■ CONSEGNA
Estrai dal brano sull'accesso all'elettricità il passo che va da "Dal punto di" fino a "e di conflitti." incluso, senza cambiare nulla.

==== BRANO DA LEGGERE

Dal punto di vista sociale questo programma implica la disponibilità per tutti i 9,7 miliardi di abitanti che popoleranno il pianeta nel 2050 di una certa quantità di elettricità, e, oltre a questo, la possibilità per tutti di poter cucinare senza inquinare. E anche questi sono obiettivi senza precedenti. Aiuterebbero a limitare la povertà con la distribuzione dell’elettricità, vista come un bene primario, per tutti. Ad oggi acqua e cibo non raggiungono una consistente fetta degli abitanti terrestri; un domani anche attraverso la disponibilità di energia si potrebbe ovviare a questa situazione. Viceversa le conseguenze dell’emergenza climatica alimentano le differenze fra ricchi e poveri nel mondo, e il perdurare della situazione porterebbe a conseguenze molto pesanti in termini migratori e di conflitti.

========
==== VOCI ARCHIVIATE

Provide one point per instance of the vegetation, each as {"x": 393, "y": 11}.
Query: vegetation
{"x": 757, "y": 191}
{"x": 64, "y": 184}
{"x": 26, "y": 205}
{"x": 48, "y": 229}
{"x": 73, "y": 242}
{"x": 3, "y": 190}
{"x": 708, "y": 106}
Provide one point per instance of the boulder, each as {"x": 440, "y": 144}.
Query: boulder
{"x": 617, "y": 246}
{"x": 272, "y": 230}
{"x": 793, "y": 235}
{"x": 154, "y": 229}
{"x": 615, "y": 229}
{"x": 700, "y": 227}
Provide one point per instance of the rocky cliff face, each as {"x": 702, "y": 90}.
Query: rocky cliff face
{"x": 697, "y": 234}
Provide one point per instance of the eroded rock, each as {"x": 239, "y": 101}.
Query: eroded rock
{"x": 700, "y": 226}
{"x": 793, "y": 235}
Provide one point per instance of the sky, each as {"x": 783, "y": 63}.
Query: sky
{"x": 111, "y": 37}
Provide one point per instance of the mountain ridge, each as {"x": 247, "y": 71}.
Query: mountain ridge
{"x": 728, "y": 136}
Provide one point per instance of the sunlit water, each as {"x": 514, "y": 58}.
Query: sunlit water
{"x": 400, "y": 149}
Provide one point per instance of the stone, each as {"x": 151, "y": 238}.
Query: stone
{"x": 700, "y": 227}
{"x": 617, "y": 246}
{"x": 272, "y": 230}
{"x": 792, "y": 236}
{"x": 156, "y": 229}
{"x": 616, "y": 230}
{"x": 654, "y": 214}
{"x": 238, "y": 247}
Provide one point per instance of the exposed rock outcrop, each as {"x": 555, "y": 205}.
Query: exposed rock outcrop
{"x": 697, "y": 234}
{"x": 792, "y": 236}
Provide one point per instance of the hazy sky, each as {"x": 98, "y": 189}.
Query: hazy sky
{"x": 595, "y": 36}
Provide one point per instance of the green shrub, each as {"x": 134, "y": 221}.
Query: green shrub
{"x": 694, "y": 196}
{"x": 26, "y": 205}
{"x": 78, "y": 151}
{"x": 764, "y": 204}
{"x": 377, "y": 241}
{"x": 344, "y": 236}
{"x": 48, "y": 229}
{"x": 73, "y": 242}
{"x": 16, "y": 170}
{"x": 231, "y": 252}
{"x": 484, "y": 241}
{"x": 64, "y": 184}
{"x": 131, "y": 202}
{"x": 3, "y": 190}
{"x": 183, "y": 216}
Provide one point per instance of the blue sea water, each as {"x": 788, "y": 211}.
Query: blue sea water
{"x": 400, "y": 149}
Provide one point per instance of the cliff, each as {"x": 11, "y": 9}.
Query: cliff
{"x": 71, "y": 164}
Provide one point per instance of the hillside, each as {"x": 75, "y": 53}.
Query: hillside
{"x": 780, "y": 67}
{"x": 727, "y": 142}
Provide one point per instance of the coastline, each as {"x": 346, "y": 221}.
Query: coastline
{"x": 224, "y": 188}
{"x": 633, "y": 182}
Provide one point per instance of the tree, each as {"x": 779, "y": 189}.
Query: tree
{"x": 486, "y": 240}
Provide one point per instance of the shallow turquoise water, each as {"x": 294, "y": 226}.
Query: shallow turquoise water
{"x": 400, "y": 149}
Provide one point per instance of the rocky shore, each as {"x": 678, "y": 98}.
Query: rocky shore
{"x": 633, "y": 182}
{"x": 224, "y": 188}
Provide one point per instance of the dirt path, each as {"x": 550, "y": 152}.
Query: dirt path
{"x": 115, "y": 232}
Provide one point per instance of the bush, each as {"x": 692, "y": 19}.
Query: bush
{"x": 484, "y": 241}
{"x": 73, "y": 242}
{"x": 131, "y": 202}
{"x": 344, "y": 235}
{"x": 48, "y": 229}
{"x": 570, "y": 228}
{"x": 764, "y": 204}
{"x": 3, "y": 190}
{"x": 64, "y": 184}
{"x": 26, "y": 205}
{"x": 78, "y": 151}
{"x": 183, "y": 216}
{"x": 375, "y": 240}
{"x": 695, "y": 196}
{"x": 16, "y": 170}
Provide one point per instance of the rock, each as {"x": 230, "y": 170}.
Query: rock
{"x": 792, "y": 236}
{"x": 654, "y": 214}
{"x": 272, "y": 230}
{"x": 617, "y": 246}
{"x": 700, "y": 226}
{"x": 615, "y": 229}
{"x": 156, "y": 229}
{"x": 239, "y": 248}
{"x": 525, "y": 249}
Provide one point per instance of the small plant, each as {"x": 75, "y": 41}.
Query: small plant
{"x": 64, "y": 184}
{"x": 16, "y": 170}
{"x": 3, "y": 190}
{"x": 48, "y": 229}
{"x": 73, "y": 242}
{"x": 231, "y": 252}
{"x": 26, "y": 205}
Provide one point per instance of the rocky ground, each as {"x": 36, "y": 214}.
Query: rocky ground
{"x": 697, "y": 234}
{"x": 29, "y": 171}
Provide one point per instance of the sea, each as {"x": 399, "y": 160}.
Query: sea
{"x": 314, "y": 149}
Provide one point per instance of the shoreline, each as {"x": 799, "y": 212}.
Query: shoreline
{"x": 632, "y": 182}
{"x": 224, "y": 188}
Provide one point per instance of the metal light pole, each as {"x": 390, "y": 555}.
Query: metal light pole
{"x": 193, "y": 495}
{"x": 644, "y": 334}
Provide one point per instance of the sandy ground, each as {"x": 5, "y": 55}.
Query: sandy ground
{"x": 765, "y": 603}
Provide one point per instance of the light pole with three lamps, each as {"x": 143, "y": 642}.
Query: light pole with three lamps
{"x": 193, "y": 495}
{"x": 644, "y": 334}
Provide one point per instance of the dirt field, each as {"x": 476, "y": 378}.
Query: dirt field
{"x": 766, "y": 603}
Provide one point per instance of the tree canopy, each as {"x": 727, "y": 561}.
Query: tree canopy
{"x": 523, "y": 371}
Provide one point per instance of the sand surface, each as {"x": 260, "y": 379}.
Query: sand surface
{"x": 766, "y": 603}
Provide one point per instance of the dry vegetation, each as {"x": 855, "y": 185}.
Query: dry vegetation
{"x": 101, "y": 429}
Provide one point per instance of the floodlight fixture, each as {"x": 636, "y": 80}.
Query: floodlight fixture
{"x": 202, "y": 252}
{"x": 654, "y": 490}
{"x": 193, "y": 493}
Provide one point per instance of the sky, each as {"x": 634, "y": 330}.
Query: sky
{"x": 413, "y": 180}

========
==== VOCI ARCHIVIATE

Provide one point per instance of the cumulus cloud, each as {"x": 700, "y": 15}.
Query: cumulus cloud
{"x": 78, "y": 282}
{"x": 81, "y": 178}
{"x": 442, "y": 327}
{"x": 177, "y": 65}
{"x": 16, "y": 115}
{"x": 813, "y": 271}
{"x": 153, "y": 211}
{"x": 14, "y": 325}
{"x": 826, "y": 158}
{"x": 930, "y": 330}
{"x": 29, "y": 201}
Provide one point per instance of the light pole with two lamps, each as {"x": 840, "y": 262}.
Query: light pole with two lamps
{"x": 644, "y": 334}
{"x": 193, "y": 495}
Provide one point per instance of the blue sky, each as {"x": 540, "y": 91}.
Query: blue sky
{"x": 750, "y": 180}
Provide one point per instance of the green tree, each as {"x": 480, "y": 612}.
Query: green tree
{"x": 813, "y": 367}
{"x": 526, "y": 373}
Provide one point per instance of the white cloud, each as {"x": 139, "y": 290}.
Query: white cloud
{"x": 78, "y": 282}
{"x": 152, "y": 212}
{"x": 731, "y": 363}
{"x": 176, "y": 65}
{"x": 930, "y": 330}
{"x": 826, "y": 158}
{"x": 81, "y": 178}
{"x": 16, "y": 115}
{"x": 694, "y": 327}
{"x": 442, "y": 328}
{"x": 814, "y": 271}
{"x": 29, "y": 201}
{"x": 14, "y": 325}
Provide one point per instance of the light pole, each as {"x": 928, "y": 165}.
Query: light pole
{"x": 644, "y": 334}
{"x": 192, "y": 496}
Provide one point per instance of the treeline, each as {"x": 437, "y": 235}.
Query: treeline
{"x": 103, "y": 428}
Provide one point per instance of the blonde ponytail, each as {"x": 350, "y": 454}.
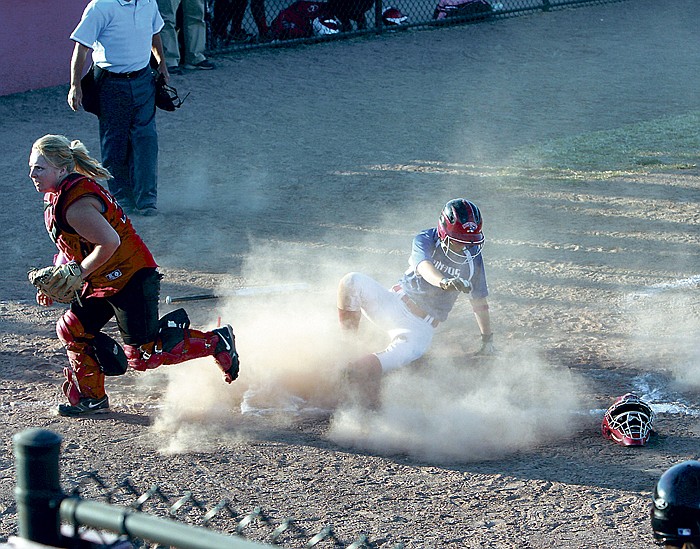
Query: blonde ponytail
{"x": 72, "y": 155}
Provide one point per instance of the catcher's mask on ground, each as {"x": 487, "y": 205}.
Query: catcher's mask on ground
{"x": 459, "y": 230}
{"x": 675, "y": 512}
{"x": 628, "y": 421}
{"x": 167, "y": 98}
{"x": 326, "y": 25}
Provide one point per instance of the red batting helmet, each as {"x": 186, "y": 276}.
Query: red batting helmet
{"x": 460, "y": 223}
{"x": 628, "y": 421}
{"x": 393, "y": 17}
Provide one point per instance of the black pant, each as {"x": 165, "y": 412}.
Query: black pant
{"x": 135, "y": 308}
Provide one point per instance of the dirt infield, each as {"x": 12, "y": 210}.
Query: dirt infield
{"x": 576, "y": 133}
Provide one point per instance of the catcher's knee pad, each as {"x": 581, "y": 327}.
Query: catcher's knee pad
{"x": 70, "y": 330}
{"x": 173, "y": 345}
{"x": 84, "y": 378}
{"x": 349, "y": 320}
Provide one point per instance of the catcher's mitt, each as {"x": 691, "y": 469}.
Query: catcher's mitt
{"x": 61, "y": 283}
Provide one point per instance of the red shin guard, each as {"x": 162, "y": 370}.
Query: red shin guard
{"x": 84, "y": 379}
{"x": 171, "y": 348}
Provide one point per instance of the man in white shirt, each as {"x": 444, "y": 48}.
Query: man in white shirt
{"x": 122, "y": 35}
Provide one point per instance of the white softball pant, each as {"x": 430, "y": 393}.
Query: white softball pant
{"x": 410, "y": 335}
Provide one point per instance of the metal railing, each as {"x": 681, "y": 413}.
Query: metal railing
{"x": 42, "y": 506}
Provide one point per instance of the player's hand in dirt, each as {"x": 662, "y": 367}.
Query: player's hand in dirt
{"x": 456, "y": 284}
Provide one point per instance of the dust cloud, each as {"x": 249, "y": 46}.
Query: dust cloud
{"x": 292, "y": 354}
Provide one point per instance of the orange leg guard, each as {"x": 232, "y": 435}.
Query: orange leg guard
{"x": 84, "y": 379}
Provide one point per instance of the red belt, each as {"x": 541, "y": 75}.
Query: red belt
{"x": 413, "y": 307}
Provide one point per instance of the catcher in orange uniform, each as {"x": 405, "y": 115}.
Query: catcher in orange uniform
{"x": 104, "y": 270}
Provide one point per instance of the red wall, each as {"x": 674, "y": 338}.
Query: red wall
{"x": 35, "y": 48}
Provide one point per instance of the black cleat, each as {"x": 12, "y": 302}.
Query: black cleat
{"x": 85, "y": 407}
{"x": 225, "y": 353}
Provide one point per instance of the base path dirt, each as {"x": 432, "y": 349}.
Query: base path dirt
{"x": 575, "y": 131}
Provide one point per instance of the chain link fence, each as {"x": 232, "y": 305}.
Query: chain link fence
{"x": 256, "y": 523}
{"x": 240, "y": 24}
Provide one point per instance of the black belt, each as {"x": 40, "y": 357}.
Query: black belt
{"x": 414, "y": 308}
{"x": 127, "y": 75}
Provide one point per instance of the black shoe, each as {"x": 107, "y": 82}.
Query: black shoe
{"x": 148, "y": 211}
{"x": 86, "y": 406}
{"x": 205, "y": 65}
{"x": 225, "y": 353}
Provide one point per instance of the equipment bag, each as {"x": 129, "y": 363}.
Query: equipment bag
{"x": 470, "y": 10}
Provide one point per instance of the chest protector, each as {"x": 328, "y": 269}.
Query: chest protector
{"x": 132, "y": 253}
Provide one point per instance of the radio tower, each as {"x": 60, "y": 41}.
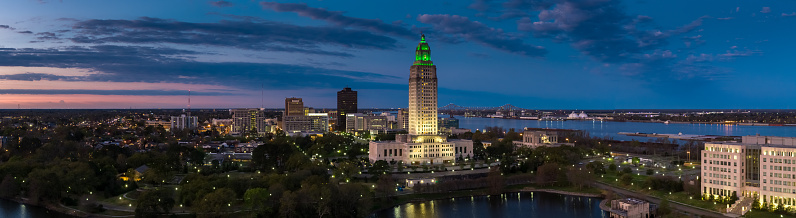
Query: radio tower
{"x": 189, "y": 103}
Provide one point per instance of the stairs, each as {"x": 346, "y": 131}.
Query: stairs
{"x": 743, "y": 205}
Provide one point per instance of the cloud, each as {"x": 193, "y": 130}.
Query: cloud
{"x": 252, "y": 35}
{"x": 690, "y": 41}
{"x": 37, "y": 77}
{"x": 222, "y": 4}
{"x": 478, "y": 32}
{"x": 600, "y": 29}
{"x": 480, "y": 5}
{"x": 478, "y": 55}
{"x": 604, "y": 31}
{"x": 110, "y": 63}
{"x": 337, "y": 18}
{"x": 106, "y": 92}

========

■ SOLUZIONE
Dal punto di vista sociale questo programma implica la disponibilità per tutti i 9,7 miliardi di abitanti che popoleranno il pianeta nel 2050 di una certa quantità di elettricità, e, oltre a questo, la possibilità per tutti di poter cucinare senza inquinare. E anche questi sono obiettivi senza precedenti. Aiuterebbero a limitare la povertà con la distribuzione dell’elettricità, vista come un bene primario, per tutti. Ad oggi acqua e cibo non raggiungono una consistente fetta degli abitanti terrestri; un domani anche attraverso la disponibilità di energia si potrebbe ovviare a questa situazione. Viceversa le conseguenze dell’emergenza climatica alimentano le differenze fra ricchi e poveri nel mondo, e il perdurare della situazione porterebbe a conseguenze molto pesanti in termini migratori e di conflitti.